- _Your task_
Swap "rough mask" for "coarse mask" throughout the rows running from the start of the records through the line that contains "113L293 133L290 108ZM349", and write out only those lines with nothing else altered.

- _Source records_
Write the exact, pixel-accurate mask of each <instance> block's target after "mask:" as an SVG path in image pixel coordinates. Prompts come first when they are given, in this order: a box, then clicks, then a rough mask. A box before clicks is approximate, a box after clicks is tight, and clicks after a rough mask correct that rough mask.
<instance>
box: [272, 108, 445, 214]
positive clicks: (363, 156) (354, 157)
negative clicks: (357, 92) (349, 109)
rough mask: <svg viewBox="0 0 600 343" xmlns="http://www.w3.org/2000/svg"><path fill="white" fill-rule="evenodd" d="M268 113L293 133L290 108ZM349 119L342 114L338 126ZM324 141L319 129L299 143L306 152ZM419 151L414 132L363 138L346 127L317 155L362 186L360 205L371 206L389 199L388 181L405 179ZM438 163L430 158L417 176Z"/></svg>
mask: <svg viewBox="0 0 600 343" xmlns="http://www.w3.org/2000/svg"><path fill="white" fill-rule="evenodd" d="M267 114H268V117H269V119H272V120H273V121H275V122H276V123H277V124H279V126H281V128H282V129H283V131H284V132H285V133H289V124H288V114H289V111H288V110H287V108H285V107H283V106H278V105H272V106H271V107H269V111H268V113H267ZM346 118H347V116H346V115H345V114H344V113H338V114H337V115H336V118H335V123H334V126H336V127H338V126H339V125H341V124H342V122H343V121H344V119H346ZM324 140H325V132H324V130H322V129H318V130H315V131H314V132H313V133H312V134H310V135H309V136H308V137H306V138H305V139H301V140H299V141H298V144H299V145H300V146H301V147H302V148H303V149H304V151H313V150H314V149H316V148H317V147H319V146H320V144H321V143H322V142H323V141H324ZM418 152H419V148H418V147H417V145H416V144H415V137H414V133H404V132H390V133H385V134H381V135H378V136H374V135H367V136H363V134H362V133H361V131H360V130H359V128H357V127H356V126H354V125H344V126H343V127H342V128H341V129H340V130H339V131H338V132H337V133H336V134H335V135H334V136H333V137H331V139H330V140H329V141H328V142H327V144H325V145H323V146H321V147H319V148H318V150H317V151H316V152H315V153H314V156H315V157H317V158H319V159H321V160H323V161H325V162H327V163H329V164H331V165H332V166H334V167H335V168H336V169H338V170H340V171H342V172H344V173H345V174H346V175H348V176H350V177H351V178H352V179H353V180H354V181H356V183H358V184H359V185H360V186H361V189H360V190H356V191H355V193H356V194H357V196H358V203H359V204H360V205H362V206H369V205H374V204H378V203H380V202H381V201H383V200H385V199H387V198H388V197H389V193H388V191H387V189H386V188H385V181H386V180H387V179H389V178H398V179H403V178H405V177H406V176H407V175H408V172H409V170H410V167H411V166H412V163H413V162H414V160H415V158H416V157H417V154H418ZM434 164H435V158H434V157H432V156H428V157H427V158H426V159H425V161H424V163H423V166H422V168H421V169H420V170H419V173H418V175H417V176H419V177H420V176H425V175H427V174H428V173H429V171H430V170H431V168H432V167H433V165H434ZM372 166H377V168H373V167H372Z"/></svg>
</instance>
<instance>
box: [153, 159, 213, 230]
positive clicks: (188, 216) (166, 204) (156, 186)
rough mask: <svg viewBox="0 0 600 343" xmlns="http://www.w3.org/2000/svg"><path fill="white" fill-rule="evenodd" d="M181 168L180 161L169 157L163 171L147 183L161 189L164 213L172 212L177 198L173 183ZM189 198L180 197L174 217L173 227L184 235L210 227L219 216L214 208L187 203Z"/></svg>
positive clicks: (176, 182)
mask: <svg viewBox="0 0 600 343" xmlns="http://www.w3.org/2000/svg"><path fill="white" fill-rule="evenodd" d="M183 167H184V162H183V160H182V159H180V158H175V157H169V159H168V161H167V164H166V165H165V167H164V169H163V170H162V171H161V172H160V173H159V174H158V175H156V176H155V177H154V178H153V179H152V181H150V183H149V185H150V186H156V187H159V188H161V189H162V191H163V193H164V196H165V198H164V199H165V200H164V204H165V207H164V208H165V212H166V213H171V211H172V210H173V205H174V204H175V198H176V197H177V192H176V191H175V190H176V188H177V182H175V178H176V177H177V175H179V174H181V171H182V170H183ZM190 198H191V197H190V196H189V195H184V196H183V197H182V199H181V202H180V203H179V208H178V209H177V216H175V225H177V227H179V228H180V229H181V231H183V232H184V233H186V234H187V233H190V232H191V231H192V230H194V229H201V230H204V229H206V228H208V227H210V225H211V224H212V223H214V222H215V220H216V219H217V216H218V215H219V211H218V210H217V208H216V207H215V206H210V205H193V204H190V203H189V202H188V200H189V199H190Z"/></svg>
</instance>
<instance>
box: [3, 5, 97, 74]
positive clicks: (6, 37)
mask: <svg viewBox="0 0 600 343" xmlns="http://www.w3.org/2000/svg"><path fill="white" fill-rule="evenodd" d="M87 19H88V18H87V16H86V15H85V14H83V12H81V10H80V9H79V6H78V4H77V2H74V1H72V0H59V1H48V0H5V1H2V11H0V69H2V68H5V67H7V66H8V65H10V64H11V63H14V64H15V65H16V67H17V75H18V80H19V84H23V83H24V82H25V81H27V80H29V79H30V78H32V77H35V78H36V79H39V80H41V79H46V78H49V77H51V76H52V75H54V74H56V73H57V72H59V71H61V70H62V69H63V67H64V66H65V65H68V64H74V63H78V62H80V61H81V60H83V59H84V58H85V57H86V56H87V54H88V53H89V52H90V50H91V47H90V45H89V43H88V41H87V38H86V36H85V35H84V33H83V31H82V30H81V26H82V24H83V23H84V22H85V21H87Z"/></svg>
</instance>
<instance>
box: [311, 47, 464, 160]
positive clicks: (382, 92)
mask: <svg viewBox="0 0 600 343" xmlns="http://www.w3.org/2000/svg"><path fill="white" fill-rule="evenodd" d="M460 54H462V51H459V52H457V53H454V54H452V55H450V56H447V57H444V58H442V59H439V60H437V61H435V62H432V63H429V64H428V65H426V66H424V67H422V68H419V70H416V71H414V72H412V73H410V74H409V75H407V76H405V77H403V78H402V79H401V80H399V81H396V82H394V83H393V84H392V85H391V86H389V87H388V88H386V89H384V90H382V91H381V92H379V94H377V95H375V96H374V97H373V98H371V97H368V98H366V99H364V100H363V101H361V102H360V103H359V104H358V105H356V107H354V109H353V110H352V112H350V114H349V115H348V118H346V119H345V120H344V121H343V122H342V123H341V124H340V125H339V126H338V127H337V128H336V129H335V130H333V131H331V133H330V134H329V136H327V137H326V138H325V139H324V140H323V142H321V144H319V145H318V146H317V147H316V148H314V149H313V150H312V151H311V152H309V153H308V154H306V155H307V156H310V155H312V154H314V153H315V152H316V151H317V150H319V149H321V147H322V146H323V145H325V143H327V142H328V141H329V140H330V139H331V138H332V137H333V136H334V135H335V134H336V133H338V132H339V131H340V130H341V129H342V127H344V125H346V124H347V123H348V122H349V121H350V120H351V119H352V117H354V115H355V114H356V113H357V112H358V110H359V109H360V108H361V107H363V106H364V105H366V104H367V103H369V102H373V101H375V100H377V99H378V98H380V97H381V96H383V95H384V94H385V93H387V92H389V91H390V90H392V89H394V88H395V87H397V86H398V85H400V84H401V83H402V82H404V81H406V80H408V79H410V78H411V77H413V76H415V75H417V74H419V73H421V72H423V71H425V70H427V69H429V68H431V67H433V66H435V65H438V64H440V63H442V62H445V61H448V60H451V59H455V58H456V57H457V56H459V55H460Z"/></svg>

- _Written answer_
Write the exact, pixel-accurate mask of each <instance> block's target after "mask:" as an SVG path in image pixel coordinates. Prompts come first when they are given, in this order: a box, then clicks, then a coarse mask. A box before clicks is approximate, a box after clicks is tight, and clicks after a coarse mask correct that coarse mask.
<instance>
box: [272, 108, 445, 214]
positive clicks: (363, 156) (354, 157)
negative clicks: (357, 92) (349, 109)
coarse mask: <svg viewBox="0 0 600 343" xmlns="http://www.w3.org/2000/svg"><path fill="white" fill-rule="evenodd" d="M268 113L293 133L290 108ZM349 119L342 114L338 126ZM324 141L319 129L299 143L306 152ZM419 151L414 132L363 138L346 127L317 155L362 186L360 205L371 206L389 199L388 181L405 179ZM438 163L430 158L417 176Z"/></svg>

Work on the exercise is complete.